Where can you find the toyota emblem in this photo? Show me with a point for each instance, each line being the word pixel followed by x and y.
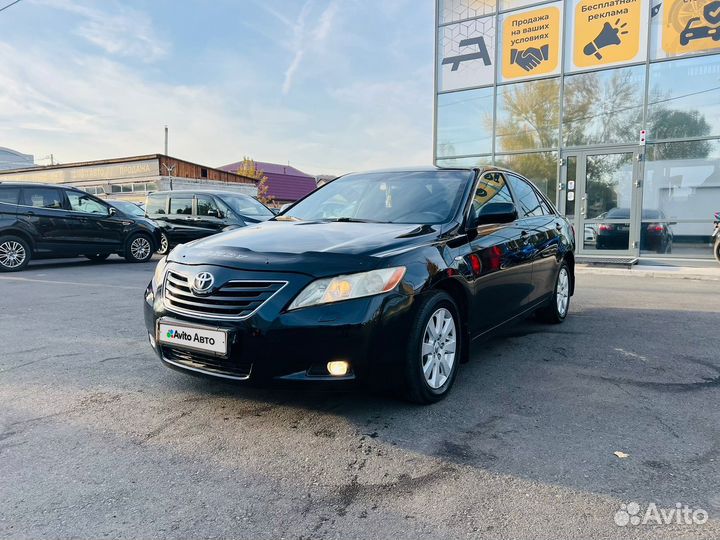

...

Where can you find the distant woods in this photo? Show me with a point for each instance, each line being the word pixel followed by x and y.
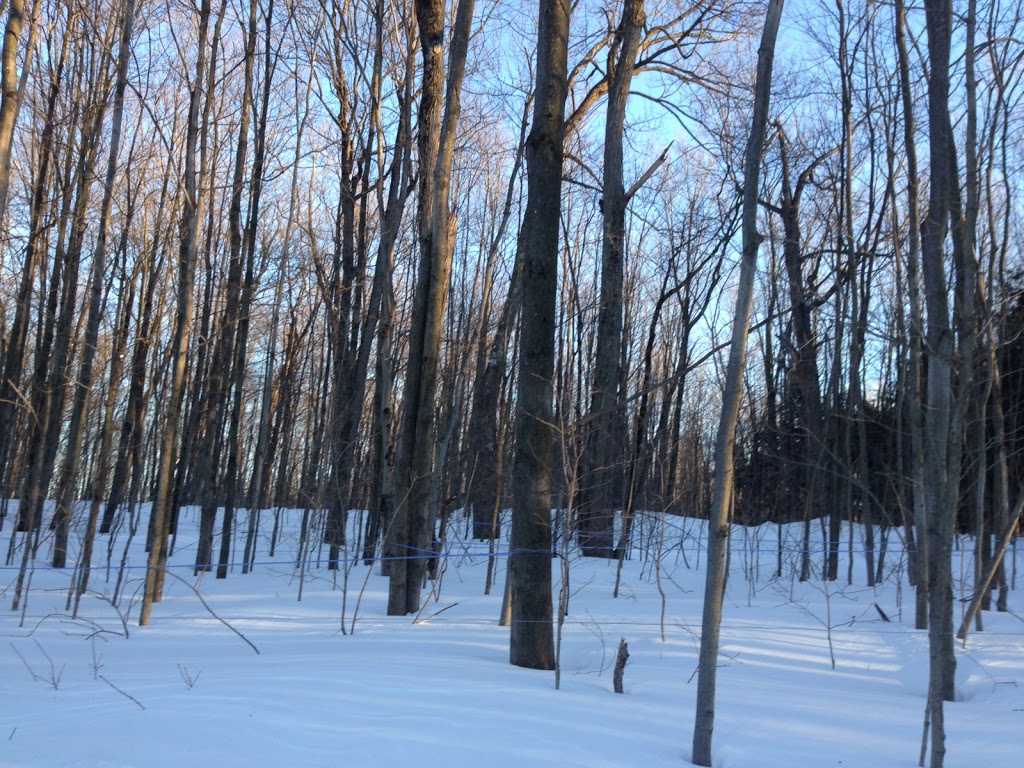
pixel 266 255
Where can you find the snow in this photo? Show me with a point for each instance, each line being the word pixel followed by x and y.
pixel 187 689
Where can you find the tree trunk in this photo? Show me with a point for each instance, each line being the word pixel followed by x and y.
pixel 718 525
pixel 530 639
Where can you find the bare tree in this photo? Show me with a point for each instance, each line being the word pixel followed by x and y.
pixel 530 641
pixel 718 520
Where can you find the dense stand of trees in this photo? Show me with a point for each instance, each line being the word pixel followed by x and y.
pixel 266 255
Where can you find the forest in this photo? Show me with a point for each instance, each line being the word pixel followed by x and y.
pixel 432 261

# WHAT TO DO
Rewrite the lines from the line with "Where can you find the snow" to the line with "pixel 187 689", changing "snow" to "ice" and keeping everything else the same.

# CORRECT RESULT
Where can you find the ice in this photo? Show me with a point for each instance, each line being the word pixel followed by x and y.
pixel 187 689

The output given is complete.